Object outline annotations:
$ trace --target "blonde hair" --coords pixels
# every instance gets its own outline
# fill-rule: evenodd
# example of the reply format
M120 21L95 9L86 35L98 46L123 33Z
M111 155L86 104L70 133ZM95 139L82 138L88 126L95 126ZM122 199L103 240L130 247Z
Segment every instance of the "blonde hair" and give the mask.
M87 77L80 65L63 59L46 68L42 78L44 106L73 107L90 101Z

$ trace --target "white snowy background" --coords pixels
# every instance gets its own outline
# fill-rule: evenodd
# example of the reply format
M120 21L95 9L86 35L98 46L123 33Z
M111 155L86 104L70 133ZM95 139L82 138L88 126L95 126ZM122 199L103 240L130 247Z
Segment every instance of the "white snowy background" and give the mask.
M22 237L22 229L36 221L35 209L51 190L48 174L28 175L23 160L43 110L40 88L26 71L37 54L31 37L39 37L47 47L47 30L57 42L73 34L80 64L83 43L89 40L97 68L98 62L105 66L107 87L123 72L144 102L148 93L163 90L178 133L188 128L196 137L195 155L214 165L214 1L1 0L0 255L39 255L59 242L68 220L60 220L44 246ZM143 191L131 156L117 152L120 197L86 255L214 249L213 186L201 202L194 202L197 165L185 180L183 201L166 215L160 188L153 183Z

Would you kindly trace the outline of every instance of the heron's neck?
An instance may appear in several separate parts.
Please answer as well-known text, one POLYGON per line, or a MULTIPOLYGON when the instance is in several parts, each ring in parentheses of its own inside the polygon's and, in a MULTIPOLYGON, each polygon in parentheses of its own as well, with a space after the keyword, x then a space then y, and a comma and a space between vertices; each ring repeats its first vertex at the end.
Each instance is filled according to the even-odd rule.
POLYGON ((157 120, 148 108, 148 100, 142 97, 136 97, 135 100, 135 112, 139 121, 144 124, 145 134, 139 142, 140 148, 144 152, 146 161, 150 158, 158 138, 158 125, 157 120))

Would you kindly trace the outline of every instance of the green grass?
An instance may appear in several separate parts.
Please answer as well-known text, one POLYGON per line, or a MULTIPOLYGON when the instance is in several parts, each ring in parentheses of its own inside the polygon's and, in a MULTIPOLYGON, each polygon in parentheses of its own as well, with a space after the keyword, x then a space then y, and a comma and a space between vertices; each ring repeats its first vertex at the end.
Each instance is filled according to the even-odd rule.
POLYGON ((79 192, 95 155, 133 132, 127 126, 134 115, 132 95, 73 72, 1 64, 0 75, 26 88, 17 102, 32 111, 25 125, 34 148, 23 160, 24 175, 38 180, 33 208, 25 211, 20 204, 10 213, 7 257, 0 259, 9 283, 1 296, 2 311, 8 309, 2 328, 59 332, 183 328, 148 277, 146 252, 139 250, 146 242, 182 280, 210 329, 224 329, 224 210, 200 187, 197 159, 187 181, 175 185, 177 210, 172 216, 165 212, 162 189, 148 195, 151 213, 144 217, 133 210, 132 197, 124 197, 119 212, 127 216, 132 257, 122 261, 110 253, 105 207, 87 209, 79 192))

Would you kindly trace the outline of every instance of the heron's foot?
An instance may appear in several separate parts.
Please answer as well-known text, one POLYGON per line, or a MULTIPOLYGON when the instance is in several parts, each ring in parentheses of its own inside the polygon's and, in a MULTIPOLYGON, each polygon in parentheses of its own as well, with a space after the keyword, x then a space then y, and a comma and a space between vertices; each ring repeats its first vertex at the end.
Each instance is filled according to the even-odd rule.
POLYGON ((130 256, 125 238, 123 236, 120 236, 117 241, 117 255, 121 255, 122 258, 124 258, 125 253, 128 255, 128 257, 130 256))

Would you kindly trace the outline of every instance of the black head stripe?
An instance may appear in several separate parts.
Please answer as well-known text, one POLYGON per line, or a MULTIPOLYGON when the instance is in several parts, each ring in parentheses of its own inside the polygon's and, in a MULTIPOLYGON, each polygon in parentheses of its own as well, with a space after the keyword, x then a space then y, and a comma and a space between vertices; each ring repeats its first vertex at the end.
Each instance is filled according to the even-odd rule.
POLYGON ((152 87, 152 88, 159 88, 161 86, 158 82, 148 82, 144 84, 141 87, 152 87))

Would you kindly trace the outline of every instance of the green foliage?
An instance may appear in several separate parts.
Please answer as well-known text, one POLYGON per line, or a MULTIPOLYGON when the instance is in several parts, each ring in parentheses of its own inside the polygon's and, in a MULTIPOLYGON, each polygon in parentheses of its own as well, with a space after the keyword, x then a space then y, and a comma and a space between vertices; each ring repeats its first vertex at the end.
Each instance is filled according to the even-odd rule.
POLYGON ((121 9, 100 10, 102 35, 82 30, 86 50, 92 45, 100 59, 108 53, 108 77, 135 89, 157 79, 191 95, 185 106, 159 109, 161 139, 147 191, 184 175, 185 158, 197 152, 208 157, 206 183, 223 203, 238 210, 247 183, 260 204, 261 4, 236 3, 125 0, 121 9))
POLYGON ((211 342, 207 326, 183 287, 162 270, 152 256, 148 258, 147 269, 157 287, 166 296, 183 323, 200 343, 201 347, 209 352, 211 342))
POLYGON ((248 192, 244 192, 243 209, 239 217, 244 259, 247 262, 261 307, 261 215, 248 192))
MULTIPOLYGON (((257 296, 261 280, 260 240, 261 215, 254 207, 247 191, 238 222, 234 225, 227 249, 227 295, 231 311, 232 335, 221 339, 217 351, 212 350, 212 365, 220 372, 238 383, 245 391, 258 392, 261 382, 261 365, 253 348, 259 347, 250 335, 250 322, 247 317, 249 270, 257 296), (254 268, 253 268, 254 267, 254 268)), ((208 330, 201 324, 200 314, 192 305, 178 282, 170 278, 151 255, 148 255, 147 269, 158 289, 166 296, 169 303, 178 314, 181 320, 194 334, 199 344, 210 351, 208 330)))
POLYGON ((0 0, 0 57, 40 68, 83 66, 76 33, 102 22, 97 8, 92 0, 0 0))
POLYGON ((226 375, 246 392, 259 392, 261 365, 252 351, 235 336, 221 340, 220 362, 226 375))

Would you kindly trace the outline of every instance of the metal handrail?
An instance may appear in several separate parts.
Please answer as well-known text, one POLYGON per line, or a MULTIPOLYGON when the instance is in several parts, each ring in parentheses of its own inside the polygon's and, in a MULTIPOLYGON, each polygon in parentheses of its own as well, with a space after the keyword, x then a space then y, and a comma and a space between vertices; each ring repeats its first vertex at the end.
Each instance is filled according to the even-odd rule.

#### Directions for this task
Return every line of the records that contains the word "green", copying each one unchanged.

#### Exercise solution
Would you kindly trace the outline of every instance of the green grass?
Would you kindly trace the outline of every instance of the green foliage?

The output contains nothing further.